MATERIAL SUPPLIED:
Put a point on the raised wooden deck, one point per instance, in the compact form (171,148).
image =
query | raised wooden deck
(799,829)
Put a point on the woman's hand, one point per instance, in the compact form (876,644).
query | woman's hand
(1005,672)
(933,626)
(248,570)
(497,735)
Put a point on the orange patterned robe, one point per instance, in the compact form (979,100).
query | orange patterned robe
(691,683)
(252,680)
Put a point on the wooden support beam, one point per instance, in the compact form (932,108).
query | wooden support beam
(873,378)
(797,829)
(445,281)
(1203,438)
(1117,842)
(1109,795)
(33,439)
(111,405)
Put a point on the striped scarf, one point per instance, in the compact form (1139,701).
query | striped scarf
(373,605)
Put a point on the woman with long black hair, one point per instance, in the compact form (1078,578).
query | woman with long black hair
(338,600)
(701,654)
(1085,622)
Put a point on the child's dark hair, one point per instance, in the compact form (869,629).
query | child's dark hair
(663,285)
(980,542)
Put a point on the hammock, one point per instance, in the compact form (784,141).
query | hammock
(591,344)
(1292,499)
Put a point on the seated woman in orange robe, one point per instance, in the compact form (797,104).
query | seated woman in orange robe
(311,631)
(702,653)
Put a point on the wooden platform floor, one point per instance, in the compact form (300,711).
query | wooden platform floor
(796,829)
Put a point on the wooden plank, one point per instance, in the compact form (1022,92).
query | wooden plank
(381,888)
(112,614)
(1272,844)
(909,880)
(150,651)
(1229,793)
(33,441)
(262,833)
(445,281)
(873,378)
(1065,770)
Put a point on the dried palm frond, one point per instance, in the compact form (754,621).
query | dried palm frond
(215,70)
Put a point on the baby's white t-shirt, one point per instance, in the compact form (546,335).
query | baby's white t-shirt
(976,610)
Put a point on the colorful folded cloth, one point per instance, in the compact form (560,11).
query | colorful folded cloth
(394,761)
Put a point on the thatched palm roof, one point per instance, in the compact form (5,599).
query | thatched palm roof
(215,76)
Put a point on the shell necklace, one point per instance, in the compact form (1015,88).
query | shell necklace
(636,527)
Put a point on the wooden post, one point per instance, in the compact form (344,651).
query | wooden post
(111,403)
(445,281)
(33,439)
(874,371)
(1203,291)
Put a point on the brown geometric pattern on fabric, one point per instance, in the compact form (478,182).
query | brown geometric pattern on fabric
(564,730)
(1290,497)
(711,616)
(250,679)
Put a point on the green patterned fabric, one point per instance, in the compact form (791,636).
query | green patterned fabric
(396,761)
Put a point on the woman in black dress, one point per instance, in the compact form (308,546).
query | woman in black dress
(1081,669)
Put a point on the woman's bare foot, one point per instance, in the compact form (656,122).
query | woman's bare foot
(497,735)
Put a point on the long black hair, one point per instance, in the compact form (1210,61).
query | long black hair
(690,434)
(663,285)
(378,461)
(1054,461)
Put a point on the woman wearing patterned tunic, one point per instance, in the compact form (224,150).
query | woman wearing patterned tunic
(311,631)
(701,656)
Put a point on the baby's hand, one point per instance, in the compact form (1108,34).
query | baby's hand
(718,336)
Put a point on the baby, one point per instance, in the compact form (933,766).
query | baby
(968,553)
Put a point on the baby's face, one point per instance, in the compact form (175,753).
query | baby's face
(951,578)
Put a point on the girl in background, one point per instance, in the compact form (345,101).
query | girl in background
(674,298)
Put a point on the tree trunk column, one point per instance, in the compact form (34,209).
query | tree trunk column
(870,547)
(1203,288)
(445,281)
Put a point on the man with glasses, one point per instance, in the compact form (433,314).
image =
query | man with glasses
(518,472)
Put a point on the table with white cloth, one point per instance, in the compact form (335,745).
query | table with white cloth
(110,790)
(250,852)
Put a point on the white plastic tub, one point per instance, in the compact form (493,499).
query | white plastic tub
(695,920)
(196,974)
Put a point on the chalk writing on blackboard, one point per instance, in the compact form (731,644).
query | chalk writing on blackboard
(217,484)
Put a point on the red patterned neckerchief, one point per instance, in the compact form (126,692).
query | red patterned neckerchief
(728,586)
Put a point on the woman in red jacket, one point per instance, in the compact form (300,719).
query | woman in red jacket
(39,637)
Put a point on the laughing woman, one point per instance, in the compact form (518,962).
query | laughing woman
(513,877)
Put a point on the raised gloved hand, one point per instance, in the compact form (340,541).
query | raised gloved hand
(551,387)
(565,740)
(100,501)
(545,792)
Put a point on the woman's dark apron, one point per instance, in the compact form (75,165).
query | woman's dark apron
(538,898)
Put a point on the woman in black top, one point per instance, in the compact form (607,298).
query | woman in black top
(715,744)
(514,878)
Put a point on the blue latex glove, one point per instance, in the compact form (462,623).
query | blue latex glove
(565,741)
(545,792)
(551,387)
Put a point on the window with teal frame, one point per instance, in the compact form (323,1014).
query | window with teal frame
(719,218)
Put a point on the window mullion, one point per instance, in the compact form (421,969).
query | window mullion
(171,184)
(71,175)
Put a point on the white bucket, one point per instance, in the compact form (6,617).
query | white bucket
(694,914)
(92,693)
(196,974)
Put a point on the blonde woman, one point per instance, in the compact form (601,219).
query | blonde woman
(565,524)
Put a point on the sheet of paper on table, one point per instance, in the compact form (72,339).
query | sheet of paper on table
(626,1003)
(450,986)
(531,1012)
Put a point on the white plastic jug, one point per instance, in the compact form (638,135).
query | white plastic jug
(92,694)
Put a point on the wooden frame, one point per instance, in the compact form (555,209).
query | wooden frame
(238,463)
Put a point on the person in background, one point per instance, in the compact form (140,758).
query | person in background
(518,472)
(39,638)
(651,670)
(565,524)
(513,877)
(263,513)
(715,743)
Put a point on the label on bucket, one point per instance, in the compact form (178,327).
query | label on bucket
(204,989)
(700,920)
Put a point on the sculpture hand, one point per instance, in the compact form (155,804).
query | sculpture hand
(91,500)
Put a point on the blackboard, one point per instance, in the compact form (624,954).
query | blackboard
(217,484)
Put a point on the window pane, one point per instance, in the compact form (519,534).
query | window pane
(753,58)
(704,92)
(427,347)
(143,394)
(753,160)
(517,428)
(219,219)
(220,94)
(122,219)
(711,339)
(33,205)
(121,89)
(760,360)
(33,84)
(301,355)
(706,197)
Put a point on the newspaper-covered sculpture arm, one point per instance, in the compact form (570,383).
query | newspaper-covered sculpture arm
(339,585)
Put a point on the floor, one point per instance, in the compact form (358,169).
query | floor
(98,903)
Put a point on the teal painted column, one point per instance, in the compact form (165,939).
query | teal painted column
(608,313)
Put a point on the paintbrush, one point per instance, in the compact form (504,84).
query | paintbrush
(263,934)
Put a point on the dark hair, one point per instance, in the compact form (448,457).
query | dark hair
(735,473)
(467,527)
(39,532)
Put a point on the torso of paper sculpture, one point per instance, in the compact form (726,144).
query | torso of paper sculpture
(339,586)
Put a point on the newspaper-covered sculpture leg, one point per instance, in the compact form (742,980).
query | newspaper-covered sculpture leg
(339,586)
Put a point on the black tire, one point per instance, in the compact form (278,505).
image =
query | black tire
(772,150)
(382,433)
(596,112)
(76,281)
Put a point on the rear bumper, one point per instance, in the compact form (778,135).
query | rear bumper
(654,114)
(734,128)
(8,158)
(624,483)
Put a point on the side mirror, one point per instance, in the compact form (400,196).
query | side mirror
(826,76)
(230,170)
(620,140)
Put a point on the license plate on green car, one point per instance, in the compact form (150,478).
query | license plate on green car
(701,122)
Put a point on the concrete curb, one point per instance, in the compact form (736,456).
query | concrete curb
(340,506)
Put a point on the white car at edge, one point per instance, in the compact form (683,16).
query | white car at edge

TO BE DONE: What do the records say? Quote them all exactly.

RESULT BELOW:
Put a point on the raised wooden deck, one point per instance, in the compact form (171,148).
image =
query | raised wooden deck
(799,829)
Put a point on the woman's hand, one point per instance, in the compact form (876,644).
query | woman's hand
(1005,672)
(933,626)
(248,570)
(497,735)
Put a point on the orange patterned robe, one point per instance, in the compact form (979,100).
query | orange patterned robe
(691,683)
(252,680)
Put a point on the wooden support beam, one point per instance, in the compact form (932,108).
query | wooden support beam
(873,378)
(797,829)
(445,281)
(1203,438)
(1117,842)
(1109,795)
(33,439)
(111,405)
Put a point on the striped scarf, one point per instance, in the compact form (1139,701).
query | striped scarf
(373,605)
Put a point on the woman with long black hair, one point per instance, in the compact form (1078,578).
query | woman with long black hair
(338,600)
(701,654)
(1085,622)
Put a point on the child's dark hair, one point per instance, in the compact form (869,629).
query | child's dark hair
(663,285)
(980,542)
Put a point on the hammock, one point per instance, in the compact form (784,141).
query | hammock
(591,344)
(1292,499)
Put a point on the seated woman in orange robe, one point per instance, in the compact form (797,104).
query | seated woman in orange robe
(311,631)
(702,653)
Put a point on the wooden platform floor, one point per instance, in the compact form (300,711).
query | wooden platform floor
(796,829)
Put a point on the wooden plank, one point per instance, in the compact form (1022,92).
query | wooden plank
(381,888)
(112,614)
(1272,844)
(909,880)
(150,651)
(1229,793)
(33,441)
(262,833)
(445,281)
(873,378)
(1065,770)
Put a point on the dried palm frond, one point per instance, in the compact form (754,621).
query | dried palm frond
(215,70)
Put a point on the baby's white t-shirt, one point per instance, in the compact form (546,335).
query | baby's white t-shirt
(976,610)
Put a point on the colorful folded cloth, one point per instance, in the compact form (560,11).
query | colorful folded cloth
(394,761)
Put a point on the thatched palm roof, one point per instance, in the compact form (5,599).
query | thatched palm roof
(215,76)
Put a point on the shell necklace, one point per instance, in the compact form (1015,88).
query | shell necklace
(636,527)
Put a point on the wooden post, one point per instance, in the compact form (344,651).
query | wooden post
(111,403)
(445,281)
(33,439)
(874,371)
(1203,291)
Put a point on the brown geometric pattern on fabric, one point per instance, in the compact form (478,182).
query | brown geometric pattern on fabric
(564,730)
(1290,497)
(711,616)
(250,679)
Put a point on the green patterned fabric, one point per instance, in the compact form (791,636).
query | green patterned fabric
(396,761)
Put a point on the woman in black dress, one point per instance, in the compact form (308,546).
query | woman in black dress
(1081,669)
Put a point on the woman's bare foot, one point per instance, in the compact form (656,122).
query | woman's bare foot
(497,735)
Put a point on the long black hair, one point per instance, in the compact form (1210,61).
query | long black hair
(690,434)
(663,285)
(378,461)
(1054,461)
Put a point on the woman wearing patterned tunic, one point per instance, in the compact form (224,150).
query | woman wearing patterned tunic
(311,631)
(701,656)
Put a point on the baby's hand, one point per instance, in the compact form (1108,34).
query | baby's hand
(718,336)
Put a point on the baby, one point per instance, in the compact form (933,766).
query | baby
(968,553)
Put a point on the baby's face, one point per instance, in the compact form (175,753).
query | baby's face
(951,578)
Put a point on the girl in background, one point per instance, in the compact form (345,101).
query | girl in background
(674,298)
Put a point on the tree trunk column, one point per instance, in the compact form (34,209).
query | tree trunk column
(870,547)
(1203,288)
(445,281)
Put a point on the man with glasses, one point per instance, in the compact form (433,314).
image =
query | man with glasses
(518,472)
Put a point on the table with white cloth, one point per instance, in the compact form (335,745).
query | table with white cloth
(110,790)
(250,852)
Put a point on the white plastic tub, one point per instance, in the compact form (493,499).
query | white plastic tub
(695,920)
(196,974)
Put a point on the chalk writing on blackboard, one point per instance, in the compact form (731,644).
query | chalk writing on blackboard
(217,484)
Put a point on the red patterned neckerchief, one point per instance, in the compact form (126,692).
query | red patterned neckerchief
(728,586)
Put a point on the woman in red jacket, one point per instance, in the compact form (300,719).
query | woman in red jacket
(39,637)
Put a point on the laughing woman, one point per instance, in the compact form (518,962).
query | laughing woman
(513,877)
Put a point on the raised gloved hand, one point per instance, in the compact form (340,541).
query | raised gloved hand
(551,387)
(565,740)
(100,501)
(545,792)
Put a point on the woman's dark apron, one point per instance, in the compact form (75,165).
query | woman's dark apron
(538,898)
Put a point on the woman in black top, one point per instance, in the compact form (607,298).
query | woman in black top
(715,744)
(514,878)
Put a point on the blue latex glove, one point per instance, in the compact form (462,623).
query | blue latex glove
(565,741)
(545,792)
(551,387)
Put a point on the window with teal frame, one point per instance, in the compact form (323,1014).
query | window with teal frame
(719,218)
Put a point on the window mullion, one point per instance, in the compact form (421,969).
query | window mullion
(171,184)
(71,175)
Put a point on the white bucket, one point per instance, in the compact form (6,617).
query | white bucket
(694,914)
(92,693)
(196,974)
Put a point on the blonde woman, one point per instance, in the compact form (601,219).
query | blonde woman
(565,524)
Put a point on the sheet of paper on table, one point per instance, in the compact form (72,339).
query | sheet of paper on table
(626,1003)
(450,986)
(531,1012)
Put a point on the white plastic jug, one point per instance, in the compact form (638,135).
query | white plastic jug
(92,694)
Put a point on the wooden frame, one point per instance, in the compact form (555,209).
query | wooden frame
(238,463)
Put a point on the person in background, one point per instance, in the compact form (140,758).
query | person in background
(518,472)
(39,638)
(651,670)
(565,524)
(513,877)
(263,513)
(715,743)
Put a point on the label on bucket, one point per instance, in the compact form (178,327).
query | label on bucket
(204,989)
(700,920)
Put a point on the sculpture hand, one point per instance, in the compact form (155,804).
query | sculpture hand
(91,500)
Put a point on the blackboard, one point per instance, in the compact form (624,954).
query | blackboard
(217,484)
Put a point on the window pane, one point per instance, in the compact form (519,534).
query | window pane
(753,58)
(704,92)
(427,347)
(143,394)
(753,160)
(517,428)
(219,219)
(220,94)
(122,219)
(711,339)
(33,205)
(121,89)
(760,360)
(33,84)
(301,355)
(706,197)
Put a point on the newspaper-covered sculpture arm, one point per instance, in the compact form (570,383).
query | newspaper-covered sculpture arm
(339,585)
Put a point on the floor, one point per instance, in the compact form (358,169).
query | floor
(98,903)
Put a point on the teal painted column, one point per instance, in the compact form (165,939).
query | teal painted column
(608,313)
Put a point on the paintbrush, one point per instance, in the compact form (504,84).
query | paintbrush
(263,934)
Put a point on the dark hair, one point per instance, in the compact form (448,457).
query | dark hair
(735,473)
(467,527)
(39,532)
Put a point on the torso of paper sculpture, one point per instance, in the compact form (726,144).
query | torso of paper sculpture
(339,586)
Put a point on the newspaper-covered sculpture leg, one point per instance, in the compact form (742,980).
query | newspaper-covered sculpture leg
(339,586)
Put a point on the black tire, one point per instance, in the compact form (278,505).
image =
query | black tire
(772,150)
(382,433)
(596,112)
(76,281)
Put a point on the rear bumper, one point per instance, in the compact form (778,135).
query | rear bumper
(654,114)
(734,128)
(8,158)
(624,483)
Put a point on the side mirror, one point per instance, in the compact form (400,196).
query | side mirror
(826,76)
(230,170)
(620,140)
Put a point on the license plate on green car, one point per instance, in the compact form (150,478).
query | license plate on green car
(701,122)
Put a point on the concrete curb, one point per instance, in the compact form (736,456).
query | concrete curb
(340,506)
Put a point on the white car at edge, one point per instance, in the compact form (683,16).
query | white car at edge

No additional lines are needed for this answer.